#### What is required
What follows is a block of records; reproduce all of it verbatim.

[Opening Dataset excerpts section]

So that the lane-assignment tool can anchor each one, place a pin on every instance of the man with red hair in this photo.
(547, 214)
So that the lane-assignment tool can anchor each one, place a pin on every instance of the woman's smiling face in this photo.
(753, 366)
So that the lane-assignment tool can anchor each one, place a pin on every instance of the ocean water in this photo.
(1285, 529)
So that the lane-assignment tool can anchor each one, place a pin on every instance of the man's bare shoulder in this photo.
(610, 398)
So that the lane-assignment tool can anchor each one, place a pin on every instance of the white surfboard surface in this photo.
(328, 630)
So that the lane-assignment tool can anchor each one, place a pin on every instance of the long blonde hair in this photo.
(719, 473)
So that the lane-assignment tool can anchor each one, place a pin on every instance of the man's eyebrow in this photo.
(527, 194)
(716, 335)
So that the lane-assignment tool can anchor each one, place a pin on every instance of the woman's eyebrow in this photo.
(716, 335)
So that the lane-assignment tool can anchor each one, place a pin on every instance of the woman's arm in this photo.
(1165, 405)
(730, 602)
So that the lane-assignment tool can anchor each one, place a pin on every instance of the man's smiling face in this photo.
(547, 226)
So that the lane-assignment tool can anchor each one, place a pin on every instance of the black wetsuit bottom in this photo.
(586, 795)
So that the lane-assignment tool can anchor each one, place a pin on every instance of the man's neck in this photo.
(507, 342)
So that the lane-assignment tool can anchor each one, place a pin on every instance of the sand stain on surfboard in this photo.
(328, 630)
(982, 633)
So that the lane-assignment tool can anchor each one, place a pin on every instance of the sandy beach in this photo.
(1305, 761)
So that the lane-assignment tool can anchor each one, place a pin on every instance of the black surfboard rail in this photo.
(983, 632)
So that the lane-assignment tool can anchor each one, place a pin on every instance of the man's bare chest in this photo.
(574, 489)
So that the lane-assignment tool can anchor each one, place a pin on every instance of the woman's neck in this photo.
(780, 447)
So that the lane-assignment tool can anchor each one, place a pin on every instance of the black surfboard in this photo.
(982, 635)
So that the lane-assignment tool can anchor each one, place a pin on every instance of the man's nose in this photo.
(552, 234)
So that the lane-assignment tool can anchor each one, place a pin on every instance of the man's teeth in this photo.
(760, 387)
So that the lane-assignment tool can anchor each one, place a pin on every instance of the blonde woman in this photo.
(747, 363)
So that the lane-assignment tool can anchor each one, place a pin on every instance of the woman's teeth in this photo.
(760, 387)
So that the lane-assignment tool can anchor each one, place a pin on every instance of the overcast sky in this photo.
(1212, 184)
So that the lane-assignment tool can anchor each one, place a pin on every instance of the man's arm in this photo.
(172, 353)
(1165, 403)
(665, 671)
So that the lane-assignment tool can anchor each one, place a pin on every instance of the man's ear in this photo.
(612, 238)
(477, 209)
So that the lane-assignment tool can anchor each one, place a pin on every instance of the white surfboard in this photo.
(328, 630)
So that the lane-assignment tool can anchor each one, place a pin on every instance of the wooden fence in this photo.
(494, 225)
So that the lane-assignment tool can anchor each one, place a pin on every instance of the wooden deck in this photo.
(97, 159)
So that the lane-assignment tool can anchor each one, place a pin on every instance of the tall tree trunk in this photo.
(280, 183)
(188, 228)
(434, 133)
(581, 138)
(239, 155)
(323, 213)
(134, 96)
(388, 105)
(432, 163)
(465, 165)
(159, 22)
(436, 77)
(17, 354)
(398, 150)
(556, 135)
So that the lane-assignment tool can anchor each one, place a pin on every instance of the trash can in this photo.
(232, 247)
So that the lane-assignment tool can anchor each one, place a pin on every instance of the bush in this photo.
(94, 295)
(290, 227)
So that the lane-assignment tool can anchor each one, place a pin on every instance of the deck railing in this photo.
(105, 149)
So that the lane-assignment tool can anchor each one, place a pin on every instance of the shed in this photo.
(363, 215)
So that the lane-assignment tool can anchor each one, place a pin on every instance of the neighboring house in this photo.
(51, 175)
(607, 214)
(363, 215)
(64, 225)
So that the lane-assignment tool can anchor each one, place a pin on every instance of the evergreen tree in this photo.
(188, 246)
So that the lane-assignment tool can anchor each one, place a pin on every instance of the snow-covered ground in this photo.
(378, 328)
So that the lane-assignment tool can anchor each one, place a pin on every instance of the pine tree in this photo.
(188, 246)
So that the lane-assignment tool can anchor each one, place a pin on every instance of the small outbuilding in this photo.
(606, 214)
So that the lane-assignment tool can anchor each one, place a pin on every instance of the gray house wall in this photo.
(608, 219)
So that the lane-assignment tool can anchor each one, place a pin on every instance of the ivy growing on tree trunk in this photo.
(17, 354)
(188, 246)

[Closing Dataset excerpts section]

#### Expected output
So that the lane-assignment tool can anchor each one, place a pin on every instance of the man with red hair in this photo.
(547, 214)
So that the lane-assignment tool can anchor each one, place a pin on every instance of the woman's smiling face in this photo.
(753, 366)
So that the lane-assignment tool can anchor each one, place a pin on every instance of the ocean water in this photo.
(1285, 529)
So that the lane-assignment tool can anchor each one, place a pin on every instance of the man's bare shoulder in this photo.
(610, 398)
So that the lane-assignment tool can anchor each one, place a pin on every instance of the white surfboard surface in this photo.
(328, 630)
So that the lane-assignment tool can anchor each one, place a pin on every instance of the long blonde hair in this photo.
(719, 473)
So that the lane-assignment tool can anchor each one, place a pin on every instance of the man's eyebrow in this photo.
(527, 194)
(716, 335)
So that the lane-assignment tool can anchor each one, place a pin on every instance of the woman's eyebrow in this photo.
(716, 335)
So that the lane-assignment tool can anchor each one, place a pin on every instance of the woman's arm in this photo.
(1165, 405)
(730, 602)
So that the lane-assignment tool can anchor each one, place a pin on every instance of the man's smiling face in this photo.
(547, 226)
So that the lane-assignment tool can anchor each one, place a pin on every instance of the black wetsuit bottom in this photo.
(586, 795)
So that the lane-assignment tool can anchor each one, place a pin on every instance of the man's neck in this photo.
(507, 342)
So that the lane-assignment tool can anchor each one, place a pin on every instance of the sand stain on surfboard in this photo.
(328, 630)
(982, 633)
So that the lane-assignment tool can anchor each one, place a pin on every instance of the sandy beach in this photo.
(1305, 761)
So that the lane-assignment tool can anchor each one, place a pin on every instance of the black surfboard rail in this photo.
(983, 632)
So that the lane-assignment tool can anchor each one, place a pin on every instance of the man's bare chest in this photo.
(574, 489)
So that the lane-assignment tool can anchor each one, place a pin on every instance of the woman's neck in this photo.
(780, 447)
So that the lane-assignment tool can anchor each one, place a pin on every instance of the black surfboard in this photo.
(982, 635)
So that the lane-assignment tool can anchor each one, place a pin on every instance of the man's nose in this photo.
(552, 234)
So that the lane-assignment tool can anchor each one, place a pin on every instance of the man's teeth in this photo.
(760, 387)
So that the lane-assignment tool can anchor each one, place a pin on every instance of the blonde woman in this photo.
(747, 363)
So that the lane-assignment tool can anchor each one, place a pin on every instance of the woman's teeth in this photo.
(760, 387)
So that the lane-assignment tool can anchor each one, place a pin on every instance of the overcast sky in this photo.
(1212, 184)
So that the lane-assignment tool can anchor each one, place a pin on every instance of the man's arm in this photo.
(172, 353)
(1165, 403)
(665, 671)
So that the lane-assignment tool can anchor each one, place a pin on every instance of the man's ear in this photo.
(612, 238)
(477, 209)
So that the lane-assignment tool can anchor each one, place a pin on every instance of the white surfboard in this photo.
(328, 630)
So that the lane-assignment tool can anchor each one, place a pin on every instance of the wooden fence in this photo.
(494, 225)
So that the lane-assignment tool can anchor each one, place a pin on every instance of the wooden deck in this photo.
(97, 159)
So that the lane-assignment tool can anchor each one, place a pin on every instance of the tall tree trunk in this photo.
(280, 183)
(188, 228)
(434, 133)
(581, 138)
(239, 155)
(323, 213)
(134, 96)
(388, 105)
(432, 163)
(465, 165)
(159, 22)
(436, 77)
(17, 354)
(398, 150)
(556, 135)
So that the lane-assignment tool can anchor each one, place a pin on every instance of the trash can in this photo.
(232, 247)
So that the lane-assignment tool can anchor each one, place a pin on every instance of the bush in this photo.
(94, 295)
(290, 227)
So that the lane-assignment tool can anchor each one, place a pin on every instance of the deck railing in this photo.
(105, 149)
So that the lane-assignment tool can anchor each one, place a pin on every instance of the shed in this photo.
(363, 215)
So that the lane-assignment tool can anchor each one, place a pin on every instance of the neighboring house in this photo.
(51, 175)
(607, 214)
(363, 215)
(64, 225)
So that the lane-assignment tool can anchor each one, place a pin on every instance of the evergreen tree in this photo.
(188, 246)
So that the lane-assignment tool can anchor each one, place a pin on every instance of the snow-covered ground in this photo.
(378, 328)
So that the lane-assignment tool can anchor each one, place a pin on every instance of the pine tree in this photo.
(188, 246)
So that the lane-assignment tool can anchor each one, place a pin on every instance of the small outbuilding in this photo.
(606, 214)
So that the lane-assignment tool can anchor each one, place a pin on every instance of the gray house wall in this photo.
(608, 219)
So that the lane-assignment tool can anchor each one, place a pin on every instance of the ivy growing on tree trunk in this photo.
(17, 354)
(188, 246)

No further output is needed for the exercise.